WHAT YOU HAVE TO DO: Where does the string "green" occur in the records below? Copy every line that holds it.

Entries taken from a collection
⁂

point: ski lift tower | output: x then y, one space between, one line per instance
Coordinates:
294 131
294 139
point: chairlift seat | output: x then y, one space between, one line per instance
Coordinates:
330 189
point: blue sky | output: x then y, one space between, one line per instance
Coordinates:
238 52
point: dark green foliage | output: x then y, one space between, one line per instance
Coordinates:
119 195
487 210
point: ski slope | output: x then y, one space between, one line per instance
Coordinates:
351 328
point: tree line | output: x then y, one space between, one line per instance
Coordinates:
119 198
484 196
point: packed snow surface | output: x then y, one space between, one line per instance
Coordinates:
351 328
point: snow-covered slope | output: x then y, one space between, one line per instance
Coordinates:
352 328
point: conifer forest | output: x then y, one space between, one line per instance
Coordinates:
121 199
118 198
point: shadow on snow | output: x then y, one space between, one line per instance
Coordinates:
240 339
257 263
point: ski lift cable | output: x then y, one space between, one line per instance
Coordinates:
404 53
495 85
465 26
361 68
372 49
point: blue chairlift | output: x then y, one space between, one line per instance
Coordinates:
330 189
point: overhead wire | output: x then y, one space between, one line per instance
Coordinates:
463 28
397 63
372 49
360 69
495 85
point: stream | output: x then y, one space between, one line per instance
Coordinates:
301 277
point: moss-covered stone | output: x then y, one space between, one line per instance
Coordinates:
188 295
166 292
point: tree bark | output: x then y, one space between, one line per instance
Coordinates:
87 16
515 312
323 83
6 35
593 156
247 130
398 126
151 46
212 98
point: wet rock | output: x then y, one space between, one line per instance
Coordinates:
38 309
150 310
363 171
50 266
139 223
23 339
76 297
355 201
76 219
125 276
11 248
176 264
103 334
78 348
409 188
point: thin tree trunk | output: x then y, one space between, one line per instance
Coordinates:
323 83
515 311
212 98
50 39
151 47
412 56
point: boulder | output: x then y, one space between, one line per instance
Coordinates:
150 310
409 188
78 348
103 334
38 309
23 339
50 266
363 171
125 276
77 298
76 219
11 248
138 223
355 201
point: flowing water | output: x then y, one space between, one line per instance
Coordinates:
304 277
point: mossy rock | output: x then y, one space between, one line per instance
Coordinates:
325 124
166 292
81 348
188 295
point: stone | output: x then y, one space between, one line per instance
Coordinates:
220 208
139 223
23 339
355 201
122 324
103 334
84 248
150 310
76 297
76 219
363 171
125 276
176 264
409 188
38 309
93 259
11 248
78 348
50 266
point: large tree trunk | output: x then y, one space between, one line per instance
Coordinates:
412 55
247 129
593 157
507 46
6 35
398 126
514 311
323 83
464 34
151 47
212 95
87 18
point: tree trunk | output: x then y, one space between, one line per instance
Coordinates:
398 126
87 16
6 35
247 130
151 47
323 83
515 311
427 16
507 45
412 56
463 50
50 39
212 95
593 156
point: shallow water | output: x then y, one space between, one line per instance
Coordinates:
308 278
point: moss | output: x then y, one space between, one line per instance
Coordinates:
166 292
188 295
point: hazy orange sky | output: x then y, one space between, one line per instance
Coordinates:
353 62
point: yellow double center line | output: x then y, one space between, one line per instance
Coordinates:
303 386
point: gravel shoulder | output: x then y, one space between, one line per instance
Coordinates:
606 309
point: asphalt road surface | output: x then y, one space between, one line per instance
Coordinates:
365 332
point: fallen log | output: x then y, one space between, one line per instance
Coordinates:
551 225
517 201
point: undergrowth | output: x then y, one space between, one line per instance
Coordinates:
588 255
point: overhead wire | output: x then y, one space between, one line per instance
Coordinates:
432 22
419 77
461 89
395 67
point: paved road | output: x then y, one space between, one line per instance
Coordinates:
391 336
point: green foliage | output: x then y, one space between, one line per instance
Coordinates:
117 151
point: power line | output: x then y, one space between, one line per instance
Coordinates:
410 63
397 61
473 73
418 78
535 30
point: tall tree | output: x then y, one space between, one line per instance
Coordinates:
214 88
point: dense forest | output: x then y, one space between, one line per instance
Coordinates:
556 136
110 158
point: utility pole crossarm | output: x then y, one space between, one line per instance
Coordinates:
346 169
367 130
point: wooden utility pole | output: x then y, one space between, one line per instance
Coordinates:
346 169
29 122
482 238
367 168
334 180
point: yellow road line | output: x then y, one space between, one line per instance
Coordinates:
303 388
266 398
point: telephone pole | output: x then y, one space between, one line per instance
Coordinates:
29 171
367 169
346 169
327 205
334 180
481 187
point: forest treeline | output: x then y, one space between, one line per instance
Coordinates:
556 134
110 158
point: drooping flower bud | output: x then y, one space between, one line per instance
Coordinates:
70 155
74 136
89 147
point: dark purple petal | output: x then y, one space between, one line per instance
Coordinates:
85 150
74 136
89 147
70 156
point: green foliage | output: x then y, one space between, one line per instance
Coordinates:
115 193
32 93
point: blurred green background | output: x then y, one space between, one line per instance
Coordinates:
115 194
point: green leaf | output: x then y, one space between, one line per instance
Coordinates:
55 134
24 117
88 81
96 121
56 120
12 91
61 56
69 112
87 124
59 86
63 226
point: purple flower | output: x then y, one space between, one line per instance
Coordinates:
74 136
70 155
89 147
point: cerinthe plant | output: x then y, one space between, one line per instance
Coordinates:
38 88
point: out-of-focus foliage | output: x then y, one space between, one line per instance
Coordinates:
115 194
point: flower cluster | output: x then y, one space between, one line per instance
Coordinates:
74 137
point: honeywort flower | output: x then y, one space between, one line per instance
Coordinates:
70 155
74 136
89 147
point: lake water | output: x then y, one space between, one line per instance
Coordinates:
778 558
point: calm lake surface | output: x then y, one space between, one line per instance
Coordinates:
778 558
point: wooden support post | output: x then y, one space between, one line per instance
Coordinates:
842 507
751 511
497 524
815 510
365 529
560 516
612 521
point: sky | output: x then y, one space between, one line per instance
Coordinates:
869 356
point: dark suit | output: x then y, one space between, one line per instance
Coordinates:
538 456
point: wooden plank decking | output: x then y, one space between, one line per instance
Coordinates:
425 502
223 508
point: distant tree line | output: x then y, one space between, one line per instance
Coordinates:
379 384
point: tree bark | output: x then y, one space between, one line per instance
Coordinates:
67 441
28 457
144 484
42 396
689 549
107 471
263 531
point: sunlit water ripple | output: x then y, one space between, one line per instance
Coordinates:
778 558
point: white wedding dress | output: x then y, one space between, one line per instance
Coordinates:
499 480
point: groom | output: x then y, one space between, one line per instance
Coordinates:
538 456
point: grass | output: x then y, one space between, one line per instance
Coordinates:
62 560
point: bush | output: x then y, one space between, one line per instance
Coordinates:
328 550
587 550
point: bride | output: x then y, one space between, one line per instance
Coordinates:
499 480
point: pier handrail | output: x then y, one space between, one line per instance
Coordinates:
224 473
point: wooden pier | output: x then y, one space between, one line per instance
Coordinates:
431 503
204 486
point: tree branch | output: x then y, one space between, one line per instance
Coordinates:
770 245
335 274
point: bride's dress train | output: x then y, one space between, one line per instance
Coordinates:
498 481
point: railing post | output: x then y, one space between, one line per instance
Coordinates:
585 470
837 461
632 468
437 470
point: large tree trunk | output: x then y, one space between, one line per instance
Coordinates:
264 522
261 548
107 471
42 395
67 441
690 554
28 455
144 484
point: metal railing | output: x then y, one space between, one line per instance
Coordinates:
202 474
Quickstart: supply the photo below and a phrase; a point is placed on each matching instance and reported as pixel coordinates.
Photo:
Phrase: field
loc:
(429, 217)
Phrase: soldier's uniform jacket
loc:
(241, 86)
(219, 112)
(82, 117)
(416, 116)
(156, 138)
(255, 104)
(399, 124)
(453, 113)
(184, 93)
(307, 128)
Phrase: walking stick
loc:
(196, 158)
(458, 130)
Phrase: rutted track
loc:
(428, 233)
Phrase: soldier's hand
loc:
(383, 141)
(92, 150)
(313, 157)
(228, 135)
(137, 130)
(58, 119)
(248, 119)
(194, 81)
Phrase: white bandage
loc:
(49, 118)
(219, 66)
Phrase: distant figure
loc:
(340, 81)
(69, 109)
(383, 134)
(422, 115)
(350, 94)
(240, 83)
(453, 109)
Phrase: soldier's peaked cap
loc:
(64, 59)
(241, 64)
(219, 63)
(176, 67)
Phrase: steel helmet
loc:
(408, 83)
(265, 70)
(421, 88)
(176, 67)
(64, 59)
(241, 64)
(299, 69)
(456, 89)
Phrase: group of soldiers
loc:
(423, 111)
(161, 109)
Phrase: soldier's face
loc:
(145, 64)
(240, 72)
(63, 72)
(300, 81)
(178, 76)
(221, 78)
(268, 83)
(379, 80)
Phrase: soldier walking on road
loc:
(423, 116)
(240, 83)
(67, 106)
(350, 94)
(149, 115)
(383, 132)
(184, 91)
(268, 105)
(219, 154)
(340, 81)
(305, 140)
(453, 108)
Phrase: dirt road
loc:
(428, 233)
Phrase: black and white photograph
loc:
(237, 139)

⁂

WRITTEN SOLUTION:
point: dark green foliage | output: x then y, one space between, one line per instance
point: green foliage | output: x then y, one space between, one line per instance
point: green foliage | output: x then y, one space between, one line per instance
point: blurred green background | output: x then y, one space between, one line per instance
point: green leaf | output: x then y, one space between, one line per instance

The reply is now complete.